> [Available data]

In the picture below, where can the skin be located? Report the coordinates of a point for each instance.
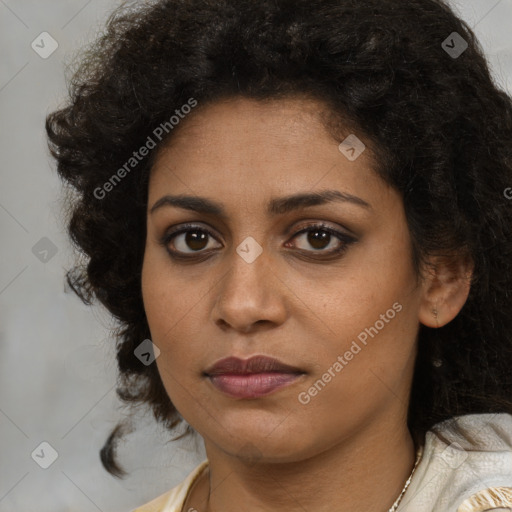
(349, 448)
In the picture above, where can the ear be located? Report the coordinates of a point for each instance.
(446, 288)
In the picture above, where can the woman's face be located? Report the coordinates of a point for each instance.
(247, 280)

> [Aim of the task]
The result should be an exact copy of every entry above, with no pictures included.

> [Final answer]
In the picture below, where can the skin be located? Report the coordinates of a point for each instance.
(349, 448)
In the picture above, where can the ear be located? Report the coordinates of a point for each instance.
(446, 288)
In the picture above, where can the woman's face be located? Report the coordinates of a point for each instance.
(247, 280)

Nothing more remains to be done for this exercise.